>> start Entries
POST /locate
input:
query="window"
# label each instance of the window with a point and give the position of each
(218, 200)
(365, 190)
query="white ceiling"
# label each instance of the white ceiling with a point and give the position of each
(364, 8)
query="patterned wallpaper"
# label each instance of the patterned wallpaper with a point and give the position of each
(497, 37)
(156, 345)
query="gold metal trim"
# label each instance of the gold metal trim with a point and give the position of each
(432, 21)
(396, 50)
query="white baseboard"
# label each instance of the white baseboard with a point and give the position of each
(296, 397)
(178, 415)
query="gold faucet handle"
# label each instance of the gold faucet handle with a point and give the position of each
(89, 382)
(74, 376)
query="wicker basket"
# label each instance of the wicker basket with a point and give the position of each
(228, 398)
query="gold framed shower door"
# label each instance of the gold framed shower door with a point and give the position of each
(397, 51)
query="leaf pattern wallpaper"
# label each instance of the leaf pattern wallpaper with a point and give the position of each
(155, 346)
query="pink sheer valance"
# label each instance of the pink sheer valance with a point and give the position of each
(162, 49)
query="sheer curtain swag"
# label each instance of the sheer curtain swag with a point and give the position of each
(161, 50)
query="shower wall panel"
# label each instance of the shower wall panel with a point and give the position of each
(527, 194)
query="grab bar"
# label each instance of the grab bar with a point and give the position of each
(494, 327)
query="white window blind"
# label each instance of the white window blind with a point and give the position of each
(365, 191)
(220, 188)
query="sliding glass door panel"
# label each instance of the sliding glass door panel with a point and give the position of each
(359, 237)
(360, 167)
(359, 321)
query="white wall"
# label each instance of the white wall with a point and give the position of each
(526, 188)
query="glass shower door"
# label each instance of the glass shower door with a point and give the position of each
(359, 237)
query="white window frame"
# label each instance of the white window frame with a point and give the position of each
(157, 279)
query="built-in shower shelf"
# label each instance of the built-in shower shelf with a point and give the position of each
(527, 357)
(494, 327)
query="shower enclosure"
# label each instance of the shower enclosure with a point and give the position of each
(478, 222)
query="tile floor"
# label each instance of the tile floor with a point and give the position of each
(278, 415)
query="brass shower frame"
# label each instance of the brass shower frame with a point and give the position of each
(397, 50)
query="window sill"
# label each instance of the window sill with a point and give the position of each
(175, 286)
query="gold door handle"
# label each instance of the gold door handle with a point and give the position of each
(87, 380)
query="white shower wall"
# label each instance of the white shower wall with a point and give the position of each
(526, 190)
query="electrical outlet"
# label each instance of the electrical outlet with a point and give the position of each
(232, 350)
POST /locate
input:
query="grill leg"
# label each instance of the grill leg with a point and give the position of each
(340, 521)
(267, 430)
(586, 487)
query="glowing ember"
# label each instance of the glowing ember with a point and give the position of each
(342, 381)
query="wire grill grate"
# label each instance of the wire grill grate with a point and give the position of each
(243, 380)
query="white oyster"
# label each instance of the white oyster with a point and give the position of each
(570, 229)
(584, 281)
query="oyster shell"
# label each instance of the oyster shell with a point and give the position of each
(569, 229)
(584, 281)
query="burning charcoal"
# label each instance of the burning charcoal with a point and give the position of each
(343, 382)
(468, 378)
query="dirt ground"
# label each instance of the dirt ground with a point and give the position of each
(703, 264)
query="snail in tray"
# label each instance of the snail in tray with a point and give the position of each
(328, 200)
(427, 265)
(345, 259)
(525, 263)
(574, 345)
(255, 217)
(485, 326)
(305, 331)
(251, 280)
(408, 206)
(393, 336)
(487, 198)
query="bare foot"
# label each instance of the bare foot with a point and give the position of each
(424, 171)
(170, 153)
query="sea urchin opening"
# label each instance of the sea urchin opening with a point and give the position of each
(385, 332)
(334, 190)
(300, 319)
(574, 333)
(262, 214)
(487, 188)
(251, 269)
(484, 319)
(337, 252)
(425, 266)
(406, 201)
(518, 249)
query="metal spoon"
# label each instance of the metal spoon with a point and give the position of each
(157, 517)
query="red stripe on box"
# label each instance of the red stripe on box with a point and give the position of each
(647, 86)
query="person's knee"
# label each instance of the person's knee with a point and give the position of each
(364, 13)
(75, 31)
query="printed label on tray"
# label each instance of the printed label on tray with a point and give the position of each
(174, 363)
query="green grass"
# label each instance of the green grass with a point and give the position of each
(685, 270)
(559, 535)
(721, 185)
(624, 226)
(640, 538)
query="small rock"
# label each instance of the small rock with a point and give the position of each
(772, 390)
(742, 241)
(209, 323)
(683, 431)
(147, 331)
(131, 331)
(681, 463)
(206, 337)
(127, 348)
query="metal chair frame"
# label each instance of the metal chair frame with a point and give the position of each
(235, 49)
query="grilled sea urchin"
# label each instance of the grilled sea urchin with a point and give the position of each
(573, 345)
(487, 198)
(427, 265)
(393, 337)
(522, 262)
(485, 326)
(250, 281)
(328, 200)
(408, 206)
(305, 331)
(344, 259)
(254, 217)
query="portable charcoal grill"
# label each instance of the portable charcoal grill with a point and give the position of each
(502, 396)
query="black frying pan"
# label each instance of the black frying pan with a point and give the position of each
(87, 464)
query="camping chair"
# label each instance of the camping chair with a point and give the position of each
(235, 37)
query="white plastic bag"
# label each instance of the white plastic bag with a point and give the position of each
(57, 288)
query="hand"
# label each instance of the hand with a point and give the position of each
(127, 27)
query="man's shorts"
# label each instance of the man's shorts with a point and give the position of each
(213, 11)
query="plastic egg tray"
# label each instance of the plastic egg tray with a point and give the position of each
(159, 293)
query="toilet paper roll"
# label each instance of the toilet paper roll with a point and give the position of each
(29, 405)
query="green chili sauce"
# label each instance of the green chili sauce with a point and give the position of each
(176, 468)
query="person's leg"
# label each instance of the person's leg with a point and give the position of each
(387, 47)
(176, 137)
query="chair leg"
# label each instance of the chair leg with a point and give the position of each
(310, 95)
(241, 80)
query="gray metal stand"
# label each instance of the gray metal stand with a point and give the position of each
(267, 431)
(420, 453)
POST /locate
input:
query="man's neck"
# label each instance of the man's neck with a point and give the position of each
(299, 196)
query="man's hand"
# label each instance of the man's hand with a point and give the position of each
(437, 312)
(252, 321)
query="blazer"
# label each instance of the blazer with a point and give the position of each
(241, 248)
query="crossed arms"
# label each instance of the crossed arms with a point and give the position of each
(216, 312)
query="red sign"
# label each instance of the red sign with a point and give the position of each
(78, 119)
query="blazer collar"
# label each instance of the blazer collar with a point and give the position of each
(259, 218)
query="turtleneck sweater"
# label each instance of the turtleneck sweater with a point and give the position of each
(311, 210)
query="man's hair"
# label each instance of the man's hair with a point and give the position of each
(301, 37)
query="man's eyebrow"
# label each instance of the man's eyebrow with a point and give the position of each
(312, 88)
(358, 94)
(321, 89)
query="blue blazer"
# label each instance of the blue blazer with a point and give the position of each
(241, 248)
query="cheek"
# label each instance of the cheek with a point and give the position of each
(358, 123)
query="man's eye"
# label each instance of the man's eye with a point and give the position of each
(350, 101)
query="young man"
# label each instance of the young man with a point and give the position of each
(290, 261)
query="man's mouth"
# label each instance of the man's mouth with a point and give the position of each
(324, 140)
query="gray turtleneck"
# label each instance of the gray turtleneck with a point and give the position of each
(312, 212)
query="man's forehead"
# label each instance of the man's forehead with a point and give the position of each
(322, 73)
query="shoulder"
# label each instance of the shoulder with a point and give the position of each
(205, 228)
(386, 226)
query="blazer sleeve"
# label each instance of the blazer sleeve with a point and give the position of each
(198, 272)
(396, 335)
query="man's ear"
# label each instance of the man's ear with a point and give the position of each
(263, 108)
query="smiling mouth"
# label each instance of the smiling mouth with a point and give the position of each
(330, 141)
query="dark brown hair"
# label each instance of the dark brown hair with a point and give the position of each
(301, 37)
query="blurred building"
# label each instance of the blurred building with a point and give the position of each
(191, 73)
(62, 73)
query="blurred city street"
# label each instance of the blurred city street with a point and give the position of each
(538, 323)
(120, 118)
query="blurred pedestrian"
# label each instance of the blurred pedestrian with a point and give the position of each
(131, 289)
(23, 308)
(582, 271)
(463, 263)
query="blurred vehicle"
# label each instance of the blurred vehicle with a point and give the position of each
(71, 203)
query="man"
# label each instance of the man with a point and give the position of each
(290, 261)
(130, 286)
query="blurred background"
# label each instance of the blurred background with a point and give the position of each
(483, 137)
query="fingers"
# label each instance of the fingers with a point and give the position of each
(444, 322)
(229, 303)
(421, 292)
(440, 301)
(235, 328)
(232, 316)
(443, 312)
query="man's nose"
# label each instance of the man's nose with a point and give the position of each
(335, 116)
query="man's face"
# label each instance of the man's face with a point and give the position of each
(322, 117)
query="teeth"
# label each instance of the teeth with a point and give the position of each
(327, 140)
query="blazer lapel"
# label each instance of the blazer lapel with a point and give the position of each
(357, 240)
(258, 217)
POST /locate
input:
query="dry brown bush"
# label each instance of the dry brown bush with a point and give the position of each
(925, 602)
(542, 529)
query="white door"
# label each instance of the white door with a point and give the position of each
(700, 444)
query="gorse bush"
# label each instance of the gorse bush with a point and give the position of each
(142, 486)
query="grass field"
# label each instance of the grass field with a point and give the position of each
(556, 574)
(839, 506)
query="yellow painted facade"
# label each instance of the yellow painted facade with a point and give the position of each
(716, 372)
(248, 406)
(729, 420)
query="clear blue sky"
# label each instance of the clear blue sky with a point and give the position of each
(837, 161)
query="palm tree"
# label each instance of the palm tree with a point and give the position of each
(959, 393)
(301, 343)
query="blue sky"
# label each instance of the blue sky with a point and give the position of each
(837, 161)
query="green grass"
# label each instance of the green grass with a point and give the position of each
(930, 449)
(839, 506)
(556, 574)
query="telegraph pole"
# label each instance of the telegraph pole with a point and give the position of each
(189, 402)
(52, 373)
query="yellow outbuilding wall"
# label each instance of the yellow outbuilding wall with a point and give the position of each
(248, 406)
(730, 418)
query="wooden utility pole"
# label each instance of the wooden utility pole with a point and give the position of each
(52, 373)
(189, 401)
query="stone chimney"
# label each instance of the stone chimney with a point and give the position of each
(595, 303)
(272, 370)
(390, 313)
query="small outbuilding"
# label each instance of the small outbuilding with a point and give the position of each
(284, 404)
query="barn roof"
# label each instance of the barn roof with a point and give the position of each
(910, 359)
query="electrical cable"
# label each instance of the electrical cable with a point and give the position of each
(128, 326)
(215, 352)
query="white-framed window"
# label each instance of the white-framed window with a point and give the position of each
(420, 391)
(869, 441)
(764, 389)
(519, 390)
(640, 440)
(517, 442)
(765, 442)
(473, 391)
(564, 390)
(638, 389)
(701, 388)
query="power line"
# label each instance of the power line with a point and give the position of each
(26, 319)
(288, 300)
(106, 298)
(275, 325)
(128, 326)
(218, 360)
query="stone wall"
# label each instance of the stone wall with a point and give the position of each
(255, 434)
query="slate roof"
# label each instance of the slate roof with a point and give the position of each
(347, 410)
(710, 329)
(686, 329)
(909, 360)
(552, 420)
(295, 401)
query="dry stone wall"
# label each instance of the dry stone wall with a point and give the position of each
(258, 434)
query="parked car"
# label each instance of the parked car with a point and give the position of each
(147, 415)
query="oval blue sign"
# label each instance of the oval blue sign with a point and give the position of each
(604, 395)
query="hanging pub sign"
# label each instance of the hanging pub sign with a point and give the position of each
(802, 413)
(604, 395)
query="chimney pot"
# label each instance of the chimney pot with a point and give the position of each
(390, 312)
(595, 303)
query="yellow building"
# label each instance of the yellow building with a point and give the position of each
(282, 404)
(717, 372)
>> end Entries
[What the exercise asks] Pull out every line of the listing above that contains the word "built", treating uppercase and lowercase as different.

[Task result]
query="built-in shower shelf"
# label each instance of the built-in shower shelf with a point and give the position of each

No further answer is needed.